Your instructions: From the entries below, copy every line that holds the word "instance".

[Collected data entries]
━━━━━━━━━━

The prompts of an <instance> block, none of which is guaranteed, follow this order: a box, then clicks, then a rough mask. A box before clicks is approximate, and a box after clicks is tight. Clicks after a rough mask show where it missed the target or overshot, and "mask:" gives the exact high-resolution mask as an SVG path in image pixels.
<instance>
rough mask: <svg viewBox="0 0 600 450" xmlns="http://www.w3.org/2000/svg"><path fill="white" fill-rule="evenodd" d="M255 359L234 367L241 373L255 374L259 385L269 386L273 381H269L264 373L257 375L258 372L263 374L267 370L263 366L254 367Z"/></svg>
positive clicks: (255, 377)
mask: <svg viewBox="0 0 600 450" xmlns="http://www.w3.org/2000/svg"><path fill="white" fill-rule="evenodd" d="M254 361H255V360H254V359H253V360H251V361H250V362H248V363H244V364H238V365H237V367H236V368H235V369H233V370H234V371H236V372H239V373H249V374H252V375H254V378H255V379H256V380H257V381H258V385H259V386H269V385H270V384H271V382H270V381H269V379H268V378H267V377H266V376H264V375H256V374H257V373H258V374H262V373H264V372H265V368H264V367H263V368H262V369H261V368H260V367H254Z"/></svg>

━━━━━━━━━━

Answer to the problem:
The prompts of an <instance> block, none of which is guaranteed, follow this order: a box, then clicks, then a rough mask. A box before clicks is approximate, and a box after clicks is tight. Clicks after a rough mask show where it missed the target or overshot, and "mask:" gives the exact high-resolution mask as an SVG path in image pixels.
<instance>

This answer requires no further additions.